* _TASK ITEM_:
Lines before the one containing "point(534, 87)" are excluded; reproduce that line and all lines after it in the entries below, exactly.

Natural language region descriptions
*** Block opens ***

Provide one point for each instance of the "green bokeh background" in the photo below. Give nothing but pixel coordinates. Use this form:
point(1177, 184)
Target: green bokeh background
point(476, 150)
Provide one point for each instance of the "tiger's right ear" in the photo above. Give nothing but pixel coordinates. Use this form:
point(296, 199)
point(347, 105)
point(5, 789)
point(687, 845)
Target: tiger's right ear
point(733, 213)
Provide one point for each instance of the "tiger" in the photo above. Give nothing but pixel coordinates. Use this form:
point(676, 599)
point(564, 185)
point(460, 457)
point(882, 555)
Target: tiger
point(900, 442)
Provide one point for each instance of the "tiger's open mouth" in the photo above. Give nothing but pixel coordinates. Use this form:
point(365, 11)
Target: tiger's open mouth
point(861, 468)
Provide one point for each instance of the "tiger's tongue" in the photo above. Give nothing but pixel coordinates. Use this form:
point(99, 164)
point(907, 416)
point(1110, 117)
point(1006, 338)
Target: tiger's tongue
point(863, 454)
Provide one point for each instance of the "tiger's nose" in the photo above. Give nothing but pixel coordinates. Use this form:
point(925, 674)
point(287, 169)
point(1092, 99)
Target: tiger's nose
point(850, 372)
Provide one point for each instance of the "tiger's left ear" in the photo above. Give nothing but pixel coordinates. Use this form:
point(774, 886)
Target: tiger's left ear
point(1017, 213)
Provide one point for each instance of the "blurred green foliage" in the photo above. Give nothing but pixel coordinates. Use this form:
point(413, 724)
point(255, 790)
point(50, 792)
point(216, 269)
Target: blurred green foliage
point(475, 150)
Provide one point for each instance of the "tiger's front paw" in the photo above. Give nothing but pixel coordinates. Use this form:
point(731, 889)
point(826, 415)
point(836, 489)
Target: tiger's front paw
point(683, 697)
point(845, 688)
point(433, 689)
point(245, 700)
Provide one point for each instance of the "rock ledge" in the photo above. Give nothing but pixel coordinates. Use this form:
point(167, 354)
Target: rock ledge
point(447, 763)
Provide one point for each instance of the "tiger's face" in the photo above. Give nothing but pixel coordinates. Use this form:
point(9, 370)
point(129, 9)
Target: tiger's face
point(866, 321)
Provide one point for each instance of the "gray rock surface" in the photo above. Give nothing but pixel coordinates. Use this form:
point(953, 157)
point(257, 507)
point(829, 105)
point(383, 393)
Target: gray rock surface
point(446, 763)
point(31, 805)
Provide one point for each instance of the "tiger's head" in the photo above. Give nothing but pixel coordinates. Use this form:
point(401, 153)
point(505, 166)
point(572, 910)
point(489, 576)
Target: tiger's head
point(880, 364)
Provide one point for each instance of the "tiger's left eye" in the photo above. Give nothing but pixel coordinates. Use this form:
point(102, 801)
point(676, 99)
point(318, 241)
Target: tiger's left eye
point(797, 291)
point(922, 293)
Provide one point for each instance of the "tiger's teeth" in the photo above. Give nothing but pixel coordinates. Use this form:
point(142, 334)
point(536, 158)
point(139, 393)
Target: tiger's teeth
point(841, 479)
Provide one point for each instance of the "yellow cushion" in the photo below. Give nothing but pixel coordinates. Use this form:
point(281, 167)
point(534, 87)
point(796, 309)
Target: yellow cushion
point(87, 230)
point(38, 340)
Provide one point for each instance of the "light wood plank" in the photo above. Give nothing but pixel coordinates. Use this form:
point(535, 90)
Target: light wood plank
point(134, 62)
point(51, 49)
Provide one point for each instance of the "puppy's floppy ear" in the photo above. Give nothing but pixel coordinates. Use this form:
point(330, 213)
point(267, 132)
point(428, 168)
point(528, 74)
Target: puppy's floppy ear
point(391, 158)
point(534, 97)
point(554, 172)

*** Block closes ***

* _TASK SOLUTION_:
point(534, 87)
point(796, 309)
Target: yellow cushion
point(87, 230)
point(38, 340)
Provide one point for each instance of the "light wood plank" in the photo above. Give nothing but pixel coordinates. Use this form:
point(535, 90)
Target: light wood plank
point(134, 62)
point(51, 49)
Provide one point for each instance of the "puppy's floppy ear" in the photo above. Give nothing but pixel coordinates. Use this form:
point(330, 213)
point(267, 132)
point(428, 168)
point(528, 74)
Target: puppy's floppy ear
point(391, 158)
point(534, 97)
point(554, 172)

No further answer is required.